Work required ▸ Could you put every line of the records below into a JSON list of strings, with one string per line and blank lines left out?

Dataset excerpts ▸
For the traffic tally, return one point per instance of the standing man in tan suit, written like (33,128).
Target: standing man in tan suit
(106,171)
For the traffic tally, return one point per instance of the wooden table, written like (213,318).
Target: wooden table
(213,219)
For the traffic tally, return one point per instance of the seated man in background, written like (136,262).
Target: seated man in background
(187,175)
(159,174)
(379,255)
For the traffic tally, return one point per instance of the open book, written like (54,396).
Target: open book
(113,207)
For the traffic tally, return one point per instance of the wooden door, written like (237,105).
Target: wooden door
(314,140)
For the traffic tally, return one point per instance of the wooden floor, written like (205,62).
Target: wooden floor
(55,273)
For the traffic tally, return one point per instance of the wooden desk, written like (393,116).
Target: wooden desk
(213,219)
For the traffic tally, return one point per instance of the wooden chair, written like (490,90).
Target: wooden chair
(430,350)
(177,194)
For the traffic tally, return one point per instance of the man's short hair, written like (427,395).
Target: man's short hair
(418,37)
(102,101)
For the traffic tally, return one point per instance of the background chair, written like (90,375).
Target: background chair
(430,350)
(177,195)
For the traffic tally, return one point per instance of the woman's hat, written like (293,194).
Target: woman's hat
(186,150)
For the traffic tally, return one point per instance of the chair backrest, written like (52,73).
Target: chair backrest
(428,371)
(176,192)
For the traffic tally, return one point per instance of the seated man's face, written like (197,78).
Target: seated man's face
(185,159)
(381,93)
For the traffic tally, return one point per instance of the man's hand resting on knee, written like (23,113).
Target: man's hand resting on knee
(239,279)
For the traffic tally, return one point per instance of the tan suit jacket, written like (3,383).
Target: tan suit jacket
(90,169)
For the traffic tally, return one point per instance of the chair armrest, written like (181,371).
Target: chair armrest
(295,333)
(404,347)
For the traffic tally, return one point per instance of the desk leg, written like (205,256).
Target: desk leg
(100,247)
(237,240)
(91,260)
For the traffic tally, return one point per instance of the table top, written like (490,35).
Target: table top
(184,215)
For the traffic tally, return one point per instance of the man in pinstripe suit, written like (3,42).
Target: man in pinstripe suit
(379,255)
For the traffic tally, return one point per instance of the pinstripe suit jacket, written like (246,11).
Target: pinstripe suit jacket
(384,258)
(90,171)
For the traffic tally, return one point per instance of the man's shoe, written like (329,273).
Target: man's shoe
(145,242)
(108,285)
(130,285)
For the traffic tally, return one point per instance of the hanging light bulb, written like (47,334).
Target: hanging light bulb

Result of this task ▸
[
  "For the traffic tally, return one point per instance of the standing man in tan suit, written like (33,128).",
  "Target: standing man in tan suit",
  "(106,171)",
  "For the traffic tally, return one point per instance of the wooden table, written like (213,318).",
  "Target: wooden table",
  "(213,219)",
  "For the traffic tally, return one point per instance of the seated man in background, written like (136,262).",
  "Target: seated man in background",
  "(187,175)",
  "(159,174)",
  "(379,255)",
  "For the traffic tally, return one point per instance of the open book, written like (54,396).",
  "Target: open book",
  "(113,207)",
  "For the traffic tally, return one point per instance of the wooden door, written like (237,105).",
  "Target: wooden door",
  "(314,140)",
  "For the traffic tally, return one point per instance of the wooden floor, written like (205,62).",
  "Target: wooden floor",
  "(55,273)",
  "For the traffic tally, return one point per instance of the wooden desk, written like (393,116).",
  "Target: wooden desk",
  "(213,219)",
  "For the traffic tally, return one point per instance of the wooden chair, written like (490,90).",
  "Target: wooden chair",
  "(430,350)",
  "(177,194)",
  "For the traffic tally, return one point per instance of the man's short hair, written like (427,395).",
  "Target: man's short hair",
  "(418,37)",
  "(102,101)",
  "For the traffic tally, return one point per instance of the background chair, written like (90,375).",
  "Target: background chair",
  "(430,350)",
  "(177,195)",
  "For the traffic tally, return one point per instance of the woman's hat, written like (293,194).",
  "Target: woman's hat",
  "(186,150)",
  "For the traffic tally, return one point per instance of the chair backrest, written like (52,73).",
  "Target: chair backrest",
  "(428,371)",
  "(176,192)",
  "For the traffic tally, return one point per instance of the seated man's face, written like (197,78).",
  "Target: seated man's face",
  "(185,159)",
  "(381,93)",
  "For the traffic tally, return one point per instance of the man's hand resting on knee, written like (23,113).",
  "Target: man's hand resting on knee",
  "(239,279)",
  "For the traffic tally, return one point per instance of the tan suit jacket, written like (3,383).",
  "Target: tan suit jacket",
  "(90,169)",
  "For the traffic tally, return one point per instance of the chair armrest, written like (181,371).",
  "Target: chair armrest",
  "(295,333)",
  "(404,347)",
  "For the traffic tally, return one point per instance of the desk leg, written like (205,256).",
  "Target: desk leg",
  "(100,247)",
  "(237,240)",
  "(91,260)",
  "For the traffic tally, return one point per instance of the table top, written like (490,35).",
  "Target: table top",
  "(184,215)",
  "For the traffic tally, return one point per instance of the man in pinstripe suit, written like (3,42).",
  "Target: man in pinstripe suit",
  "(379,255)",
  "For the traffic tally, return one point per instance of the pinstripe suit jacket, written like (246,11).",
  "Target: pinstripe suit jacket",
  "(384,258)",
  "(90,171)",
  "For the traffic tally, return one point per instance of the man's shoe, written like (329,273).",
  "Target: man's shoe",
  "(145,242)",
  "(108,285)",
  "(130,285)",
  "For the traffic tally, return one point per instance of the hanging light bulb, written like (47,334).",
  "Target: hanging light bulb"
]